DOCUMENT SECTION
────
I do agree with you joeluke, but it is too simplistic to say that he doesn't fancy her or love her. Whilst, that may well be true there could be other complex reasons - men are known to not be able to perform for many reasons. It really does need sorting out and working out. If he doesn't love her or fancy her then she needs to move on. Because he watches porn does bot mean he prefers it to her - it's probably easier for him if he has a physiological problem.
Agree ummmm. To be honest, I would think it much more likely that if she was getting plenty of sex from him but he never cuddled her or showed her affection, that he didn't love her!! ;o)
There is no evidence to suggest that he has a thyroid problem or is impotent or that there is ANY medical problem.

I find the word "love" oft used, but difficult to define.
He doesn't want to have sex with his wife after only one year of marriage.
Why would a man, keen on porn do this?
Many Psychological reasons, but what do you think is the commonest?
That's just it Sqad. We have no evidence of anything which is why we shouldn't give such hurtful answers. And your answer was cruel - much worse than having an opinion described as 'daft'!

I don't know what could be wrong and neither do you. That is all I am saying.
But he obviously prefers porno images on a screen to the real thing waiting for him upstairs and that ain't normal
Like I said at the beginning of this thread.... laziness. Sex, at least good sex, is an effort. You can't just climb on and satisfy yourself as you have your partner to think about. Going solo he can do it in a fraction of the time with the least amount of effort.
Perhaps the 'real thing upstairs' waiting for him is putting too much pressure on him. Porno doesn't do that! ;o)
Lofty...the truth is very often "cruel" Surely you are not saying that "cruel" answers should not be given even if they may or may not be true?
'Too much pressure' to do what LL? A normal thing like have regular sex with his wife? Come on, it's not rocket science is it?!!
Well Wendy, being a practical Taurean (ahem) I'd hope you can get him to got to the doctor to get his thyroid problem re-assessed .
If that's not it then I wish you lots of luck with whatever's going on & I hope that somehow your honeymoon turns out to be all you hope for.
You don't know that it is a true answer though Sqad and even if it is true then there are ways of saying things more gently. Just glad I never had you as a doctor or consultant!! I would probably have topped myself!!

Joe, he might be feeling pressurised and the more they don't have sex the more likely they are not to have sex and it becomes an issue. They need some help to get them on track again if they still love each other and fancy each other. There are loads of couples that go through rocky times and still love each other. There might be lots of outside factors that are influencing this. We just don't know.
────
RECORDED INFORMATION
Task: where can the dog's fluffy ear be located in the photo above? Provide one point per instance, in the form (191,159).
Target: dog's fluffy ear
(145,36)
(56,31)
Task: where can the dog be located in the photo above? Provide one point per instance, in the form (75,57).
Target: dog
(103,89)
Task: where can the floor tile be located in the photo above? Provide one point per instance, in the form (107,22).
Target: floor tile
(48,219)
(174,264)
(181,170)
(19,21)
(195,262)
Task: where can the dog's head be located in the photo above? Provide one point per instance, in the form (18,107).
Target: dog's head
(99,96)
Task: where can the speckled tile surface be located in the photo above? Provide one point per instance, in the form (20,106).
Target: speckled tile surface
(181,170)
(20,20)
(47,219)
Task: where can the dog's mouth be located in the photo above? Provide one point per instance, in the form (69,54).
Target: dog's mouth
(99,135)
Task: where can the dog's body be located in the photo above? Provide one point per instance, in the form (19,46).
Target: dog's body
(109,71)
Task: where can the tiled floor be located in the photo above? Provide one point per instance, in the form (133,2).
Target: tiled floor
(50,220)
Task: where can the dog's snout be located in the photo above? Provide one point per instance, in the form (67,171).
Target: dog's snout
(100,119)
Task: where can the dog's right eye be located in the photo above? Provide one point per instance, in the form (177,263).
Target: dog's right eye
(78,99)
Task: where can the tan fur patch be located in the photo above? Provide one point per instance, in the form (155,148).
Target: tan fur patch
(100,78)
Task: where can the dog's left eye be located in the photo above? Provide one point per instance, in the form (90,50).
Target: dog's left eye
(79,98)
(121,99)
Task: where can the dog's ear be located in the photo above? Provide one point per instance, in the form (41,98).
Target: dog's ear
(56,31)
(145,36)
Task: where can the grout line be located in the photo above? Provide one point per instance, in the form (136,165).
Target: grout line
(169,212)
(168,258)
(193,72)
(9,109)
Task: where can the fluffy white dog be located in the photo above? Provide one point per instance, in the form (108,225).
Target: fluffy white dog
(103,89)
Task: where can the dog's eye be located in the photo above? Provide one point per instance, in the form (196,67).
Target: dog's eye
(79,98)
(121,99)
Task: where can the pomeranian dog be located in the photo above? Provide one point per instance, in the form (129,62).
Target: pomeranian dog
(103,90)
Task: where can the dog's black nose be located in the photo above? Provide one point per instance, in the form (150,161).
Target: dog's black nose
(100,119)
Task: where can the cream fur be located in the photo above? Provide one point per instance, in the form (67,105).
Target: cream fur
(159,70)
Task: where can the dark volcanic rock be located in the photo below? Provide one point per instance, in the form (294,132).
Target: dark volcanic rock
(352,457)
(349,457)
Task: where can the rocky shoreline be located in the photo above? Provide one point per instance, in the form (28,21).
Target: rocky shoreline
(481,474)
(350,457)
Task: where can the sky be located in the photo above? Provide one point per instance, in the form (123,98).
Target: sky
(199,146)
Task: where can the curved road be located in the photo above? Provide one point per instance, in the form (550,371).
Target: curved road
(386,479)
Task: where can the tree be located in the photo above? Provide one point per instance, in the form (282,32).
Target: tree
────
EXERCISE
List every distinct word or phrase that the forum discussion encloses in quotation marks, whether single or double.

SOLVED PROBLEM
- love
- daft
- real thing upstairs
- cruel
- Too much pressure